Natural-language object grounding data:
*** Begin section ***
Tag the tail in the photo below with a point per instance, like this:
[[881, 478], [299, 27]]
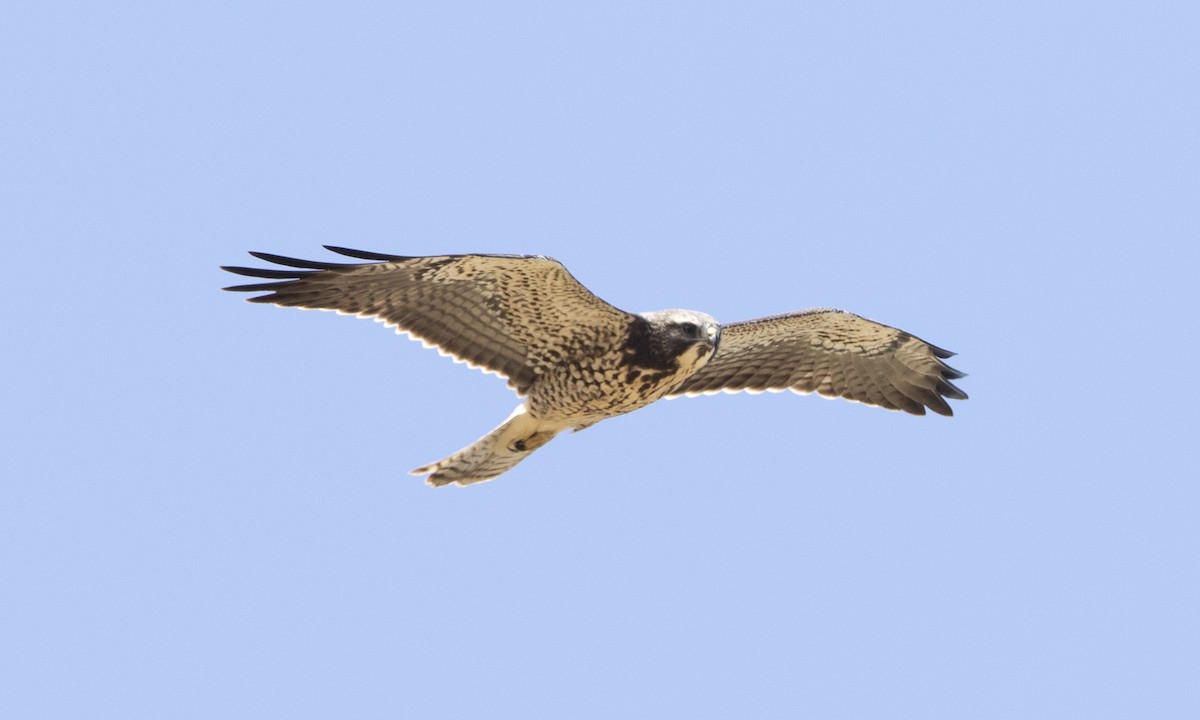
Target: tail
[[495, 453]]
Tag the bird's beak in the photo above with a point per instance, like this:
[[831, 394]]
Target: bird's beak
[[713, 334]]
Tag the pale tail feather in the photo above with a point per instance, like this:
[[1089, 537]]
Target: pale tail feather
[[495, 453]]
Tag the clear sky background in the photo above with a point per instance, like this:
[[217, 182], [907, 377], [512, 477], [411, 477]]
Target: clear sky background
[[205, 505]]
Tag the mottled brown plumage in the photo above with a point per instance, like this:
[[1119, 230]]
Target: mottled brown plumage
[[577, 359]]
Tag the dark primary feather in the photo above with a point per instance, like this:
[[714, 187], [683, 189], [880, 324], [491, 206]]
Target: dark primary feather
[[490, 310], [835, 354]]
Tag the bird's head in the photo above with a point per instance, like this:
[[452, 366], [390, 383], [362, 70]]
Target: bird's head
[[688, 335]]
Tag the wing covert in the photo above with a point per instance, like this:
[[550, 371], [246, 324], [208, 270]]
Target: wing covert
[[835, 354], [503, 313]]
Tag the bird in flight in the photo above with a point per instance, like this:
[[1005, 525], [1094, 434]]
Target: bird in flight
[[576, 360]]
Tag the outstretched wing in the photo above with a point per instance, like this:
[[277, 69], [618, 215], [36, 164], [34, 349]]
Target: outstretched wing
[[504, 313], [833, 353]]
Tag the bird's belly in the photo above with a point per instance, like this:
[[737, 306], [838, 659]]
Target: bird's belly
[[581, 394]]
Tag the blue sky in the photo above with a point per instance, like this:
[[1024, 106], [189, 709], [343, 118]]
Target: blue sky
[[207, 510]]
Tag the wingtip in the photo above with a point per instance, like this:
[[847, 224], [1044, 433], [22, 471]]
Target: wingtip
[[364, 255]]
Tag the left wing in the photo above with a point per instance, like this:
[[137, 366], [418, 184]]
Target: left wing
[[833, 353]]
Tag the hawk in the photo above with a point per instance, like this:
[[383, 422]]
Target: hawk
[[576, 360]]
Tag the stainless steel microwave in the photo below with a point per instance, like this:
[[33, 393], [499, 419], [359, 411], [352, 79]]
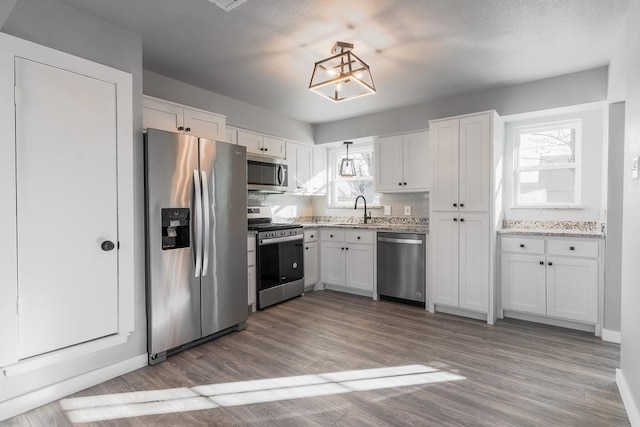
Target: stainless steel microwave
[[267, 174]]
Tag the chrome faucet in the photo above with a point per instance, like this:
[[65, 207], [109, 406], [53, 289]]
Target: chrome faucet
[[365, 208]]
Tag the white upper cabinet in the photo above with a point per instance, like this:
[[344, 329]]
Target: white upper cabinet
[[319, 171], [307, 169], [261, 144], [461, 166], [299, 162], [172, 117], [465, 151], [402, 163]]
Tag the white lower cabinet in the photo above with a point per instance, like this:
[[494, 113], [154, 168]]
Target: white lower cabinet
[[460, 260], [251, 271], [347, 260], [551, 277], [311, 257]]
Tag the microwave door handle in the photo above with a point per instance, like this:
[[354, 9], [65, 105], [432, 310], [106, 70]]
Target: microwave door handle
[[197, 209], [281, 175], [206, 209]]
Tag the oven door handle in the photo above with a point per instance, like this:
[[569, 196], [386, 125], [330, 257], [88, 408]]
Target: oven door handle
[[273, 241]]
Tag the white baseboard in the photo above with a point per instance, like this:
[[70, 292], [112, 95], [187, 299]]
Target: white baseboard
[[627, 398], [611, 336], [26, 402]]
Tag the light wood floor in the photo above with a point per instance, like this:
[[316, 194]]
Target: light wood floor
[[517, 373]]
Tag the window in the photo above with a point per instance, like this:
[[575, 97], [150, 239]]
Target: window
[[344, 190], [547, 164]]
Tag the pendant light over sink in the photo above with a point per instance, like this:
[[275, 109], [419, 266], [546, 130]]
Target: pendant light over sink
[[342, 76], [347, 167]]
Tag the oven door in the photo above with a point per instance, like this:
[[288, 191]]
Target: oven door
[[280, 270], [280, 260]]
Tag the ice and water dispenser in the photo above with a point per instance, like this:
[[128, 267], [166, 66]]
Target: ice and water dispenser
[[175, 228]]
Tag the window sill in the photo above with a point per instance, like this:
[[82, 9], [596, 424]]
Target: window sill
[[575, 207]]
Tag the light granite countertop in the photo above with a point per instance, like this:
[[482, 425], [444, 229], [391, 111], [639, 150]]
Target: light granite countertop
[[549, 232], [552, 228], [400, 228]]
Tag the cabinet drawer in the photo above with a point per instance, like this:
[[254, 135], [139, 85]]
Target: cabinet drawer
[[572, 248], [359, 236], [311, 235], [332, 235], [520, 245]]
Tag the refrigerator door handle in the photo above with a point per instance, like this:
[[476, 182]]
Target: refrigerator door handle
[[197, 187], [206, 208]]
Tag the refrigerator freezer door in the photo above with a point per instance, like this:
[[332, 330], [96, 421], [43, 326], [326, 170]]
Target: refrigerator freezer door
[[173, 290], [224, 287]]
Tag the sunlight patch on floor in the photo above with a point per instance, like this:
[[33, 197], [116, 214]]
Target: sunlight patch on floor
[[155, 402]]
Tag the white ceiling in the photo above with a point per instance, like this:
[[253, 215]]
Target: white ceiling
[[263, 51]]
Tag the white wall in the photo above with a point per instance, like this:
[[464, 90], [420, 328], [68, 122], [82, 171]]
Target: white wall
[[571, 89], [52, 24], [613, 262], [239, 114], [593, 202], [629, 374]]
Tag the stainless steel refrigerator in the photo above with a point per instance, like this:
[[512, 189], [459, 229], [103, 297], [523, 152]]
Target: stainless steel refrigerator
[[196, 240]]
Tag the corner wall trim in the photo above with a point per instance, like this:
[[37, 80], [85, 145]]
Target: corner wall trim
[[627, 398], [611, 336], [26, 402]]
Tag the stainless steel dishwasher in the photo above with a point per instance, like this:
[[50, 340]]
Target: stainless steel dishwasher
[[401, 266]]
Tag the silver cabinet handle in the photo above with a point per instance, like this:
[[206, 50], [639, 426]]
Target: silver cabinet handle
[[197, 191], [205, 214]]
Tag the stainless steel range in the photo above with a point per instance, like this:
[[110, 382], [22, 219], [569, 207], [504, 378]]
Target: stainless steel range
[[279, 258]]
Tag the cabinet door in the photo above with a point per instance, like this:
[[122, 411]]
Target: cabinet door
[[572, 288], [252, 141], [475, 161], [473, 281], [416, 161], [299, 161], [204, 125], [332, 267], [359, 266], [161, 115], [522, 278], [319, 171], [274, 147], [66, 128], [311, 271], [388, 170], [444, 136], [444, 248]]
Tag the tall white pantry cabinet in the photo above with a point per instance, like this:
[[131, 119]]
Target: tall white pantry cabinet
[[66, 179], [464, 212]]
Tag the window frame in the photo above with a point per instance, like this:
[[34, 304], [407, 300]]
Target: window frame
[[576, 165], [334, 177]]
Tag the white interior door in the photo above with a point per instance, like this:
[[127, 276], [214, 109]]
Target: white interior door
[[66, 208]]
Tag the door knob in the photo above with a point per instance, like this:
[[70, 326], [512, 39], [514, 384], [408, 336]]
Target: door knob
[[107, 245]]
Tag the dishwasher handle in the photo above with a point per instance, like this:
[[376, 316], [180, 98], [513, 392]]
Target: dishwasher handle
[[405, 241]]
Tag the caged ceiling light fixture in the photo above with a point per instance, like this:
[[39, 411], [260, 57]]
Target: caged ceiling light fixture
[[342, 76]]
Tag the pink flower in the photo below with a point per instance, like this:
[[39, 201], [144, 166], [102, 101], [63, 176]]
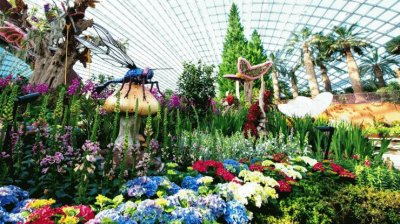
*** End section ***
TASK TO COMPLETE: Please transcribe exactly the lines from the one that contains "Target: door knob" through the closing line of the entries, with no pictures.

TASK RESULT:
Target: door knob
[[107, 245]]
Tag the dishwasher handle in the photo above with a point per instance, like this:
[[376, 316], [180, 98], [513, 392]]
Target: dishwasher handle
[[405, 241]]
Tag the caged ceiling light fixture in the photo above with a point per instance, like this:
[[39, 411], [260, 57]]
Target: caged ceiling light fixture
[[342, 76]]
Tag the pink flower in the photo below with a point per instance, like this:
[[39, 201], [144, 166], [102, 101], [63, 176]]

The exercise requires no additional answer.